Provided text:
As summarized in Table 1, the QCM-D and AFM measurements show that the polymer with only glycol side chains swells more than the polymers with mixed glycol and alkyl side chains. As the apparent redox potentials of the polymers appear to be correlated with the degree of swelling, it is possible that the redox potential is directly influenced by the amount of water the side chains take up through its effect on the dielectric properties of the polymer’s environment. Previous studies have shown that hydrophilic side chains tend to increase the amount of water around the polymer and that the effect of a more hydrophilic environment is to shift the reduction potential of conjugated polymers to less-negative values.3,28

This difference can be rationalized via the effect of water addition in increasing the dielectric constant of the polymer environment, which helps to screen additional charges on the polymer and shifts the reduction potential positively.29 These results, as well as the experimental findings, highlight the importance of water uptake by the polymer thin films in lowering the energy to reduce the polymer. This swelling effect helps to explain the observation of a less negative reduction potential of the mixed alkyl/glycol polymers after the first scan is completed, as shown for thin and thick electrodes [Figures 2b and S19 (SI)] and summarized in Table 1, while the effect is not detectable for the all-glycol polymers due to their low electrochemical stability.

Tasks to carry out:
#1 Restate the passage on polymer swelling and redox potential word for word, in full.
#2 Return each line of the records that contains the string "lamp", treating uppercase and lowercase letters as different.
The passage on polymer swelling and the records are unrelated material.

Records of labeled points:
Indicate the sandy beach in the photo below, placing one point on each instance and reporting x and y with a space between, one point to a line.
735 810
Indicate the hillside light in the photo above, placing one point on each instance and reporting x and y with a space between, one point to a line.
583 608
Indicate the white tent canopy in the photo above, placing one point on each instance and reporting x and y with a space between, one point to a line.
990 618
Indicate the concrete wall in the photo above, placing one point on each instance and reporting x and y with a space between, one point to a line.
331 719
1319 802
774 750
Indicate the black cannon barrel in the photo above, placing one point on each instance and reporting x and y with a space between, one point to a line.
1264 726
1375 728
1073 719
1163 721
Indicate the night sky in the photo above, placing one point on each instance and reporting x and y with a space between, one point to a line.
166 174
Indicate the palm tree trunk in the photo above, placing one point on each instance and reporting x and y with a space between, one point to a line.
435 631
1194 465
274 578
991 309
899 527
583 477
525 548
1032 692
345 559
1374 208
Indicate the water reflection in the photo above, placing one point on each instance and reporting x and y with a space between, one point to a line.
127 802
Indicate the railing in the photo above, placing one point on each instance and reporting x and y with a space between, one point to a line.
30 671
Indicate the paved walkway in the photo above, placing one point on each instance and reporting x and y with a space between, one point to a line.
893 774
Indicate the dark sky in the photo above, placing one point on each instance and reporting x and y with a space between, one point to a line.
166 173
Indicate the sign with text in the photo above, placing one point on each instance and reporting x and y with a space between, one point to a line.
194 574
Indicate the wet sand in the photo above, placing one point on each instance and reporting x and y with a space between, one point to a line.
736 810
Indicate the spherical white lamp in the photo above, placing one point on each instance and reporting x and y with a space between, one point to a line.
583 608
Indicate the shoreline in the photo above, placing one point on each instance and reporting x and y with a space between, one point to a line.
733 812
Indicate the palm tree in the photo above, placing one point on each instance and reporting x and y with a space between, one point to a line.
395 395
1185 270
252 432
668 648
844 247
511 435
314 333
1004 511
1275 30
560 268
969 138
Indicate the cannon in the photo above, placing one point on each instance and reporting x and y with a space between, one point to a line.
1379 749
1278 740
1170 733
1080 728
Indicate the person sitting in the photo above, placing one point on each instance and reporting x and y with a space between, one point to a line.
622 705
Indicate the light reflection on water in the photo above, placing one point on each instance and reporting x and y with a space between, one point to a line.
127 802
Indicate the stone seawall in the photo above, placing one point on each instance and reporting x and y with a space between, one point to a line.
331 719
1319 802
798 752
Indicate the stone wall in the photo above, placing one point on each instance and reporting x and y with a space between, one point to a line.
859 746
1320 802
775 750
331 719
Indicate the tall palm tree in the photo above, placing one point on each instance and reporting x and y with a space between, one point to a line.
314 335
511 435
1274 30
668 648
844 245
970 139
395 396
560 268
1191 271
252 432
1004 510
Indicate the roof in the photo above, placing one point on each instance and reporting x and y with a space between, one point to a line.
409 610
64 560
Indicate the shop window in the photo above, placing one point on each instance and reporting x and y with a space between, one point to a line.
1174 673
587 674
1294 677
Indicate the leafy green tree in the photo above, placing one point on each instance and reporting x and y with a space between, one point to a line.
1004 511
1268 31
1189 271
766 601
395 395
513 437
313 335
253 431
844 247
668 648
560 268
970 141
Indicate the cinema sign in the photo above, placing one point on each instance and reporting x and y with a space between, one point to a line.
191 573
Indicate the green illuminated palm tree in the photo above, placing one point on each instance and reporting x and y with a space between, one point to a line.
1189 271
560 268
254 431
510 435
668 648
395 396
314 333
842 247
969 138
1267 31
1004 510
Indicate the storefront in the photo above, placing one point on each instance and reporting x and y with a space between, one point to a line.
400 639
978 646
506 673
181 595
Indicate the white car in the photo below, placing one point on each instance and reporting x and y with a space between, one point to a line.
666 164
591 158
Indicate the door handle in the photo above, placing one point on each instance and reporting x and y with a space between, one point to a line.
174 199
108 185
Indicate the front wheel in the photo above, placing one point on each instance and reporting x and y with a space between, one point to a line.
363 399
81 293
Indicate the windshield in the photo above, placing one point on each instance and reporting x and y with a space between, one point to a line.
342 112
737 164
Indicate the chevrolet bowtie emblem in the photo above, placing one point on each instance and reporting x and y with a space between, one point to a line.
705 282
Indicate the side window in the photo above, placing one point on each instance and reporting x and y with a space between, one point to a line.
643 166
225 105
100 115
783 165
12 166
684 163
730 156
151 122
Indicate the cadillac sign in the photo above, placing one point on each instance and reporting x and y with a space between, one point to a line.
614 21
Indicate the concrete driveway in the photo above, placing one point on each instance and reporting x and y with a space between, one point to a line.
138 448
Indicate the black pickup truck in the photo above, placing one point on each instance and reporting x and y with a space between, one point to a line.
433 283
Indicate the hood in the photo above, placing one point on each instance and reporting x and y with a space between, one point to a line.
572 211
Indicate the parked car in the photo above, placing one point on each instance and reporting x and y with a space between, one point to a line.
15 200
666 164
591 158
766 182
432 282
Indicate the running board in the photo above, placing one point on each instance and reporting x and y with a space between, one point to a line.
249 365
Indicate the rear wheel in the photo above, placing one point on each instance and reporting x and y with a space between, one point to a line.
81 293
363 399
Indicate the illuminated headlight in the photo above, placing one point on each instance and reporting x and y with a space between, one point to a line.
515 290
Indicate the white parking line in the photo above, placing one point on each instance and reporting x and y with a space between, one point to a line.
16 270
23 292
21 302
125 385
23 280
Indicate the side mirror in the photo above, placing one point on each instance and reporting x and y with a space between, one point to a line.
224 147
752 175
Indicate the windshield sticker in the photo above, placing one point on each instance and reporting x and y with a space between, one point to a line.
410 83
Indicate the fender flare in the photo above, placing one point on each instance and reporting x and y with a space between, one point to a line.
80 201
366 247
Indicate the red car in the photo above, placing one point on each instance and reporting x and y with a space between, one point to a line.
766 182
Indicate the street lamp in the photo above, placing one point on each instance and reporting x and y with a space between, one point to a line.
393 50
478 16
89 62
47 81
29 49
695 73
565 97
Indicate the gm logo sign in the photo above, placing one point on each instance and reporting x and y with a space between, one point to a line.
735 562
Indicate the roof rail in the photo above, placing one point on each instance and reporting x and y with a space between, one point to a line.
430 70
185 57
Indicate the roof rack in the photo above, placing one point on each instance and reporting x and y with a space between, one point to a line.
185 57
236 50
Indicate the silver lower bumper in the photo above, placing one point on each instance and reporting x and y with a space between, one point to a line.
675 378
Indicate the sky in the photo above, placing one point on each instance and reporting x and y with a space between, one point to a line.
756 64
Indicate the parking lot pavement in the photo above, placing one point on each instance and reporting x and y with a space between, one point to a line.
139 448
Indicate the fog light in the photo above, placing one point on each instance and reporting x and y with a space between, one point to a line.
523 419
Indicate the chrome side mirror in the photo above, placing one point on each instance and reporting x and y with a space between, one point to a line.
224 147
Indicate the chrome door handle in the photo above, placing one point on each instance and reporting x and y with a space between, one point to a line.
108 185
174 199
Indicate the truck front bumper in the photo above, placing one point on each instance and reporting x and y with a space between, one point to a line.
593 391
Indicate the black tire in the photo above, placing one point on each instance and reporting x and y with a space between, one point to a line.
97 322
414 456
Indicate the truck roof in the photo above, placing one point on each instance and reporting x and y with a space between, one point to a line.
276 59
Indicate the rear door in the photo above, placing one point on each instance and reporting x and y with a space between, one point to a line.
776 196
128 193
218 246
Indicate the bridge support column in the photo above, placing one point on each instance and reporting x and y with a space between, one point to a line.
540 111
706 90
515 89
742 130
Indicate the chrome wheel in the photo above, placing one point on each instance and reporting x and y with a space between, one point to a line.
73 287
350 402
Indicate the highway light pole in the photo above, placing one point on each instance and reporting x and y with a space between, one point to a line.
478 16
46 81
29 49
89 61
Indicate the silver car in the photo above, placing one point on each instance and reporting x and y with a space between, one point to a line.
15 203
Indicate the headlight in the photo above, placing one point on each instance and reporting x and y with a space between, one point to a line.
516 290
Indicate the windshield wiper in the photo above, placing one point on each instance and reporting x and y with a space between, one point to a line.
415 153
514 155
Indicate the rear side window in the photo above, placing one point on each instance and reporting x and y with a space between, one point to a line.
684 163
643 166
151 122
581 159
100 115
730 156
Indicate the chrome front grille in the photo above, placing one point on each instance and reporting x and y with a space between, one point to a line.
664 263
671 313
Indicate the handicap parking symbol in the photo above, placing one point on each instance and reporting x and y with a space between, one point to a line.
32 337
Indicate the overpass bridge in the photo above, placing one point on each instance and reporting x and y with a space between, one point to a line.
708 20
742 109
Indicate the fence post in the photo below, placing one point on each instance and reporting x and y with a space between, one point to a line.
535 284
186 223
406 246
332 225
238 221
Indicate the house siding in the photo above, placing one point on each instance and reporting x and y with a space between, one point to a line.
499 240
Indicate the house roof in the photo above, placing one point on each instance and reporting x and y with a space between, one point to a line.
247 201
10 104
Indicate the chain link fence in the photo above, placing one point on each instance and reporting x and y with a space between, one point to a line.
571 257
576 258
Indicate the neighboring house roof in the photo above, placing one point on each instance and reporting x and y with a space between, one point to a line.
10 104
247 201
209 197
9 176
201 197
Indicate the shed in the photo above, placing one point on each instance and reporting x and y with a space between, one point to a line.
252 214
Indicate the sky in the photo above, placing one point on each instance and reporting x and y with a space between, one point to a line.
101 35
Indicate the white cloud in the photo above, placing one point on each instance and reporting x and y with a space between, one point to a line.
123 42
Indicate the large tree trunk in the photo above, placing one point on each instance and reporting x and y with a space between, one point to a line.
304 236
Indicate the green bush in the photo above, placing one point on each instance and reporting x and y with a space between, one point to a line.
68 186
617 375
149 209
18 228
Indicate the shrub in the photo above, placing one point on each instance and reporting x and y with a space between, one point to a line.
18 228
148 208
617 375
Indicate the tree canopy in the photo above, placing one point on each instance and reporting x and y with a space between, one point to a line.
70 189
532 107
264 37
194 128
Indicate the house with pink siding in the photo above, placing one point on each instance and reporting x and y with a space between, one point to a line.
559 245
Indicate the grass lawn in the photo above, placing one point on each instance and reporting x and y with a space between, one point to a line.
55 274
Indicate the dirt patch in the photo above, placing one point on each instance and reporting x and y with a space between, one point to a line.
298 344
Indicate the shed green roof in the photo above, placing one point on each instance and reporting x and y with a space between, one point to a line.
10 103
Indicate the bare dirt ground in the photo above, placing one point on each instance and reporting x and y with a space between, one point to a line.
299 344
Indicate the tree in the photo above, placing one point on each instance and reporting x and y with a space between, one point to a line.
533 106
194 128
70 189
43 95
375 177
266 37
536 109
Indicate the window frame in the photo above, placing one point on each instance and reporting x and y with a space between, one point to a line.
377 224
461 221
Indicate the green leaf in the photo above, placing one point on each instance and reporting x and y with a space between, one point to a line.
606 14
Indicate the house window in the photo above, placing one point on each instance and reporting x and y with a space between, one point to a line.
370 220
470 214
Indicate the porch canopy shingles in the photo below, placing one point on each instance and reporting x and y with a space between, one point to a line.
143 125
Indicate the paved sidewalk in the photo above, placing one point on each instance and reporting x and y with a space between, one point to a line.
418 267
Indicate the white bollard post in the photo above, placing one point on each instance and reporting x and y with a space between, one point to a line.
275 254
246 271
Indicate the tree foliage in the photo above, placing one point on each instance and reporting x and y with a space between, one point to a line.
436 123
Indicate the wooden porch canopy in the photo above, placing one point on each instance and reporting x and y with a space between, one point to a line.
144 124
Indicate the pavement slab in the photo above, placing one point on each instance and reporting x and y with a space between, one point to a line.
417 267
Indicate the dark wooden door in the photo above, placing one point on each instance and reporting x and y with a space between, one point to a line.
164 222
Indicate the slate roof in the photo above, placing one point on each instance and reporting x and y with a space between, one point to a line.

List of solutions:
#1
As summarized in Table 1, the QCM-D and AFM measurements show that the polymer with only glycol side chains swells more than the polymers with mixed glycol and alkyl side chains. As the apparent redox potentials of the polymers appear to be correlated with the degree of swelling, it is possible that the redox potential is directly influenced by the amount of water the side chains take up through its effect on the dielectric properties of the polymer’s environment. Previous studies have shown that hydrophilic side chains tend to increase the amount of water around the polymer and that the effect of a more hydrophilic environment is to shift the reduction potential of conjugated polymers to less-negative values.3,28

This difference can be rationalized via the effect of water addition in increasing the dielectric constant of the polymer environment, which helps to screen additional charges on the polymer and shifts the reduction potential positively.29 These results, as well as the experimental findings, highlight the importance of water uptake by the polymer thin films in lowering the energy to reduce the polymer. This swelling effect helps to explain the observation of a less negative reduction potential of the mixed alkyl/glycol polymers after the first scan is completed, as shown for thin and thick electrodes [Figures 2b and S19 (SI)] and summarized in Table 1, while the effect is not detectable for the all-glycol polymers due to their low electrochemical stability.

#2
Indicate the spherical white lamp in the photo above, placing one point on each instance and reporting x and y with a space between, one point to a line.
Indicate the street lamp in the photo above, placing one point on each instance and reporting x and y with a space between, one point to a line.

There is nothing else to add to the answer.